THE REQUEST
Rewrite the rows below, including the request lines, from the line containing "the pigeon's wing" through the end of the rows. Adjust each coordinate in the answers by adding -27.

SOURCE DATA
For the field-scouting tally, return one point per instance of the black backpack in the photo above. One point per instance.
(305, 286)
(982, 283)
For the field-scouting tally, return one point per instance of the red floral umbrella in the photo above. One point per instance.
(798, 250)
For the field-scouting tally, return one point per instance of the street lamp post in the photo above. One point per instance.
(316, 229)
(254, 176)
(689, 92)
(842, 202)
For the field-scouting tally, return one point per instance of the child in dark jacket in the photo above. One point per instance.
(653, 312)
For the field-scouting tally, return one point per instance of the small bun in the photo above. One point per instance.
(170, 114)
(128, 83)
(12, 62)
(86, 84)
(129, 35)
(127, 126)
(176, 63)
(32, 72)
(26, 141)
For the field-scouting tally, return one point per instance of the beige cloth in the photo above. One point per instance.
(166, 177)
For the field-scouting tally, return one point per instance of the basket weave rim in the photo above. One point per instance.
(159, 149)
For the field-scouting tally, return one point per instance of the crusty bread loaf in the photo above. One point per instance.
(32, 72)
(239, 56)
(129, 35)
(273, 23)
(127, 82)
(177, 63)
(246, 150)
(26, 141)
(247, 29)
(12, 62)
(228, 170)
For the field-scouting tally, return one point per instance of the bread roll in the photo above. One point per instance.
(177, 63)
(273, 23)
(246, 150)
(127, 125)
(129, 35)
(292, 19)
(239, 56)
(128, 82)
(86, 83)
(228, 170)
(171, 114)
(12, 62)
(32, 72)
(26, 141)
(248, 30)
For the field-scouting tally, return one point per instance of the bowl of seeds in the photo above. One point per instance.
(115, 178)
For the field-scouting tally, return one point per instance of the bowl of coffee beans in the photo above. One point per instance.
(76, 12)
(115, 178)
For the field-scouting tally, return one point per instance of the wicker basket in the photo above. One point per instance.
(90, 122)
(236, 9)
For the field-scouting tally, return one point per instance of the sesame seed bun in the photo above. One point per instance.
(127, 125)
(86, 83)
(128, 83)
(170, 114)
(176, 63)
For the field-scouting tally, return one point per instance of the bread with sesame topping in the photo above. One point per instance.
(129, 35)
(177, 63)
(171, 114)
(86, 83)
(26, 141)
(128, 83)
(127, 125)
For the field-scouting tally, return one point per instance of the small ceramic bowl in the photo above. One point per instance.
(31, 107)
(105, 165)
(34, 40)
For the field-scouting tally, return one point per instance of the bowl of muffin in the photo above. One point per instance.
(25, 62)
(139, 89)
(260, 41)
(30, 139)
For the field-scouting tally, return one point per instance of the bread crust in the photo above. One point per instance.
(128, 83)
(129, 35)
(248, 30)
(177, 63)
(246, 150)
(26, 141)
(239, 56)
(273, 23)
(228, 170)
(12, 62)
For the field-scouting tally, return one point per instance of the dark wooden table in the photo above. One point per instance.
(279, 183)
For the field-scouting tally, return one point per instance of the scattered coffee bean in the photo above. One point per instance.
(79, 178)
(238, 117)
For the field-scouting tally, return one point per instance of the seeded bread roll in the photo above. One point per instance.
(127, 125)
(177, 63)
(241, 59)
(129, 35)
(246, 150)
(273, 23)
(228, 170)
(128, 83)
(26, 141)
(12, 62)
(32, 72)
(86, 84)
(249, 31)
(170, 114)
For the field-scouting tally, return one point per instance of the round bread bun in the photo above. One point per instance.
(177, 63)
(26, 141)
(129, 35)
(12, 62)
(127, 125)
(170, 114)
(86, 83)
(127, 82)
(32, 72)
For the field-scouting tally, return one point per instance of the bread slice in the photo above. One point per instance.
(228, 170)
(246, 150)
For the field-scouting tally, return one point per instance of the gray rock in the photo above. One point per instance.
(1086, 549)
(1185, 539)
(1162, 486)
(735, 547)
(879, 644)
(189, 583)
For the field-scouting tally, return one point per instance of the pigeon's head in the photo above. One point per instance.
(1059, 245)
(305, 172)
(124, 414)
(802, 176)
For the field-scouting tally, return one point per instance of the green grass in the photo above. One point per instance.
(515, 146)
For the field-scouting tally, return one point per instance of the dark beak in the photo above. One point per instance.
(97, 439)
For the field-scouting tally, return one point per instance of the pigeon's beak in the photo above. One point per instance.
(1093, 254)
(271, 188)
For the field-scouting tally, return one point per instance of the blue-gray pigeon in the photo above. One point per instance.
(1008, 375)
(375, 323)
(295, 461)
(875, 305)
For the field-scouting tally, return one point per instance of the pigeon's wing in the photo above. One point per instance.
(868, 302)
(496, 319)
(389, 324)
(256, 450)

CORRECT RESULT
For the field-scouting tally, return one point per instance of the pigeon's wing in the photo above. One point per instance.
(841, 275)
(469, 292)
(362, 297)
(229, 423)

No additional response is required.